++++ RECORDS SUPPLIED ++++

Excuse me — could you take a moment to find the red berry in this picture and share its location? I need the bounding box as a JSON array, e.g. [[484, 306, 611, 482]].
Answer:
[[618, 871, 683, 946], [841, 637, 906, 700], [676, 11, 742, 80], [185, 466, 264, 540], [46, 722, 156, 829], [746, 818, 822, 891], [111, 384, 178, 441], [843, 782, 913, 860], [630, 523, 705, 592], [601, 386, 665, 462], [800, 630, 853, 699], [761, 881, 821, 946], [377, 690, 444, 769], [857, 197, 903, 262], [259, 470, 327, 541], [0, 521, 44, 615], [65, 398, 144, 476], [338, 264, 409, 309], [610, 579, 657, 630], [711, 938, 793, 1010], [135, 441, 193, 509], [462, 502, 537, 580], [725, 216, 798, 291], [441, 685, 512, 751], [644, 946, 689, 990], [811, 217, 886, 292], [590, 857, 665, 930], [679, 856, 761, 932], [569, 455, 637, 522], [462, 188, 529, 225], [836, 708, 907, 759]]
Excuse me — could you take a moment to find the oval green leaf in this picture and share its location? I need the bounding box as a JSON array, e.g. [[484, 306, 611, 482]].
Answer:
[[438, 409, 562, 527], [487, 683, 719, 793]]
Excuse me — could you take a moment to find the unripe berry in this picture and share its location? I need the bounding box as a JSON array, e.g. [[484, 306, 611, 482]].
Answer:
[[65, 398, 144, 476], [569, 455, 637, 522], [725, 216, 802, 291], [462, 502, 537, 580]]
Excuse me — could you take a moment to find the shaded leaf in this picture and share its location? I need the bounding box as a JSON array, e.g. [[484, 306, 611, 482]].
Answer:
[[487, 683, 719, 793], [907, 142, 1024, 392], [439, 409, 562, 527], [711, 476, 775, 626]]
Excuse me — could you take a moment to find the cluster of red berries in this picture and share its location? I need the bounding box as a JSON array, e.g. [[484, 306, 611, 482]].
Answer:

++++

TO DO: Retype every one of the records above word for word, keeping each line unchanged.

COMPLETED TASK:
Excuse me — could you take a moment to find the red berry in this picture and share its location? I need the bounding box as a JSON array, e.g. [[484, 306, 611, 482]].
Answer:
[[618, 871, 683, 946], [841, 637, 906, 700], [676, 11, 742, 80], [185, 466, 264, 540], [46, 722, 156, 829], [746, 818, 822, 891], [111, 384, 178, 441], [843, 782, 913, 860], [630, 523, 705, 592], [601, 386, 665, 462], [800, 630, 853, 699], [761, 881, 821, 946], [377, 690, 444, 769], [857, 197, 903, 262], [259, 470, 327, 541], [0, 521, 44, 615], [65, 398, 144, 476], [338, 264, 409, 309], [610, 579, 657, 630], [711, 938, 793, 1010], [135, 441, 193, 509], [462, 502, 537, 580], [725, 216, 798, 291], [441, 685, 512, 751], [644, 946, 689, 990], [811, 217, 886, 292], [590, 857, 665, 930], [679, 856, 761, 932], [569, 455, 637, 522], [462, 188, 529, 225], [836, 708, 907, 759]]
Excuse me — could you take a moment to find the oval green leaf in this picture and share its location? I need the bounding box as a JSON array, e.g. [[484, 306, 611, 482]].
Answer:
[[438, 409, 562, 527], [487, 683, 719, 793]]
Excuse me — could you take a moment to find the unripe berry in this picture and share its location? I need the bounding box as a JSON array, e.g. [[484, 306, 611, 482]].
Answer:
[[65, 398, 144, 476], [569, 455, 637, 522], [725, 216, 802, 291], [462, 502, 537, 580]]
Excuse me — could you take a moment to find the shaded leaf in this picture and share its location? I need the bounding box as a JSON array, e.g. [[484, 306, 611, 482]].
Answer:
[[487, 683, 719, 793], [907, 142, 1024, 392], [439, 409, 562, 527], [711, 476, 775, 626]]
Excuse me — could you take a moment to find the cluster of red berries in this picture and share its location? I need the bounding box as a JSON array, e.g. [[484, 306, 611, 482]].
Answer:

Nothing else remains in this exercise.